* **Фрагмент документа**
Необходимо разоблачить взгляды группки «Литературного] Критика», чтобы прекратить разлагающее влияние ее на литературу и учащуюся молодежь.

Необходимо, чтобы «Правда» выступила с осуждением линии «Литературного] Критика».

С коммунистическим приветом,

А. Фадеев

В. Кирпотин


АП РФ. Ф. 3. Оп. 34. Д. 209. Л. 51–69.

IV. 1949 г.

Об идейно-теоретических взглядах профессора Лукача в области литературы и искусства416.


В Венгрии считают Д. Лукача наиболее видным и наиболее авторитетным теоретиком в области искусства и литературы в стране, стоящим на позициях марксизма-ленинизма. Это происходит благодаря недостаточному знанию действительных взглядов Лукача, а также потому, что его эклектическая абстрактно-схоластическая теория импонирует буржуазной и мелкобуржуазной интеллигенции.

Расплывчатость в формулировках, «об'ективизм», беспартийность, плохо скрытая нелюбовь к русской художественной классике и советскому искусству – эти характерные для воззрений Лукача особенности не могут не способствовать усилению его популярности в известных кругах.

Несомненно, однако, что главной причиной его популярности является поддержка его со стороны венгерских коммунистов. При этом следует заметить, что Лукач, хорошо зная марксистскую терминологию, по каждому поводу и без повода упоминает слово «диалектика», «громит» «вульгарный марксизм», дабы не быть самому зачисленным в метафизики и вульгарные социологи.

Предисловие Лукача к сборнику Маркса и Энгельса «Ис-417 кусство и литература» может служить наглядным примером абстрактного теоретизирования, схоластических рассуждений на темы об искусстве вообще. Это предисловие содержит ряд грубейших извращений марксистской теории в духе буржуазного декаданса и идеалистического понимания исторического процесса. Далее обращает на себя внимание, что Лукач ставит Гофмана и Бальзака на одну доску и утверждает, будто «произведения Гофмана принадлежат к высоко оцениваемым Марксом произведениям». Далее Лукач пишет: «Фантастические новеллы Гофмана… являются вершинами реалистической литературы».

* **Цель задания 1**
Перепишите слово в слово часть текста о взглядах Лукача. Начните со слов «IV. 1949 г.» и закончите словами «в известных кругах.».
* **Цель задания 2**
Соответствуют ли тексту о взглядах Лукача следующие утверждения? Для каждого ответьте «да» или «нет» и приведите точную цитату, которая это подтверждает.
(a) В Венгрии Лукача считают наиболее видным теоретиком в области искусства и литературы.
(b) Главной причиной популярности Лукача названа поддержка со стороны буржуазной интеллигенции.
(c) Лукач называет новеллы Гофмана вершинами реалистической литературы.
* **Цель задания 3**
Продолжите текст о взглядах Лукача, начав сразу после его последнего предложения.

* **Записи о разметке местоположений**

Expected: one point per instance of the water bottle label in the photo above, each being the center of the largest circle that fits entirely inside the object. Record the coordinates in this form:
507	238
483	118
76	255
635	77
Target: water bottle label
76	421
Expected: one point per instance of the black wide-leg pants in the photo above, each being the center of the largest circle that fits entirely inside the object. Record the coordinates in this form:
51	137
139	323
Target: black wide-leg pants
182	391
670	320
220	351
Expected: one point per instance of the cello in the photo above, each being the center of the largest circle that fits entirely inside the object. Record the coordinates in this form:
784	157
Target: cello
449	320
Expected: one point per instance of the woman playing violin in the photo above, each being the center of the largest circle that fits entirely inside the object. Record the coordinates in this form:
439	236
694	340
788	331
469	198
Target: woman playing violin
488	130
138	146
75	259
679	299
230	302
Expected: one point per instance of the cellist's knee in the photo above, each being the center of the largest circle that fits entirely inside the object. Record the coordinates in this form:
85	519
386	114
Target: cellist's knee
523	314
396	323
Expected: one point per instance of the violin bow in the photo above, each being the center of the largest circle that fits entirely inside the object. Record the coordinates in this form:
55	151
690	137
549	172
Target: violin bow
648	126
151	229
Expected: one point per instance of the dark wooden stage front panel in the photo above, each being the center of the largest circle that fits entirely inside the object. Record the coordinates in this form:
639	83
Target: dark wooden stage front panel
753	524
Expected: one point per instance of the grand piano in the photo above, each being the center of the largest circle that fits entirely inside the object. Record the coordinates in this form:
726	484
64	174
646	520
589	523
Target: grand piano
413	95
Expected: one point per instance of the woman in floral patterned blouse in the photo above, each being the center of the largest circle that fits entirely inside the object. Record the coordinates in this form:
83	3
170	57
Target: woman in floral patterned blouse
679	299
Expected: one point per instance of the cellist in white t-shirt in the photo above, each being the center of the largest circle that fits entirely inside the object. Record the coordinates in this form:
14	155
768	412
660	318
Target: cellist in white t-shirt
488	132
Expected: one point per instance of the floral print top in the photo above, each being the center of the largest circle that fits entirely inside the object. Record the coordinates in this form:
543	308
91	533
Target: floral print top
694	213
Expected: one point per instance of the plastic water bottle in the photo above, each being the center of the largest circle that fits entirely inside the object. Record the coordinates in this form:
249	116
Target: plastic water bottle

* **Результат выполнения 1**
IV. 1949 г.

Об идейно-теоретических взглядах профессора Лукача в области литературы и искусства416.


В Венгрии считают Д. Лукача наиболее видным и наиболее авторитетным теоретиком в области искусства и литературы в стране, стоящим на позициях марксизма-ленинизма. Это происходит благодаря недостаточному знанию действительных взглядов Лукача, а также потому, что его эклектическая абстрактно-схоластическая теория импонирует буржуазной и мелкобуржуазной интеллигенции.

Расплывчатость в формулировках, «об'ективизм», беспартийность, плохо скрытая нелюбовь к русской художественной классике и советскому искусству – эти характерные для воззрений Лукача особенности не могут не способствовать усилению его популярности в известных кругах.

* **Результат выполнения 2**
(a) Да: «В Венгрии считают Д. Лукача наиболее видным и наиболее авторитетным теоретиком в области искусства и литературы в стране».
(b) Нет: «главной причиной его популярности является поддержка его со стороны венгерских коммунистов».
(c) Да: «Фантастические новеллы Гофмана… являются вершинами реалистической литературы».

* **Результат выполнения 3**
Сказанное Лукачем о Гофмане является грубейшей фальсификацией истины.

Маркс и Энгельс ничего подобного о Гофмане не говорили418 То, что приписывается Лукачем Марксу, играет на руку только врагам марксизма, врагам прогрессивной реалистической литературы. Чтобы убедиться в этом, приведем оценку Гофмана А.А. Ждановым: «И у акмеистов419, и у «Серапионовых братьев»420 общим родоначальником являлся Гофман, один из основоположников аристократическо-салонного декадентства и мистицизма» (Доклад о журналах «Звезда» и «Ленинград», стр.15)421.

Лукач же превозносит Гофмана в качестве вершины реализма!

Не видеть различия между реализмом, декадентством и мистицизмом может только старый гегельянец, из оболочки которого Лукач не смог освободиться до сих пор. Изображение же Маркса в качестве защитника основоположника декаданса и мистицизма в литературе может быть на руку только врагам прогрессивной науки и литературы.

Относительную самостоятельность развития надстроек Лукач толкует фактически как абсолютную, извращая известные высказывания классиков марксизма-ленинизма по этому вопросу. «Отнюдь не необходимо, чтобы какое-либо общество, стоящее экономически на более высокой ступени развития, – подчеркивает Лукач в своем предисловии, – имело более развитые литературу, искусство, философию и т. д., чем менее развитое»422. В контексте рассуждения Лукача имеют такой смысл, что сводятся на нет основные положения исторического материализма и отрицается превосходство советской социалистической культуры над западноевропейской империалистической культурой. Именно так и поняли его венгерские космополиты, уцепившиеся за это положение.

Лукач не понимает, что марксизм явился подлинно новым учением, означавшим революционный переворот в области философии, социологии, эстетики и т. д. Наоборот, Лукач, говоря о теории искусства, исходит из убеждения, что «как и везде, и здесь выступает марксизм не с радикально новым учением. Уже эстетика Платона, учение эстетического отражения идей затрагивает эту проблему»423. Таким образом, даже в сравнении с учением идеалиста Платона марксизм в трактовке Лукача «выступает не с радикально новым учением».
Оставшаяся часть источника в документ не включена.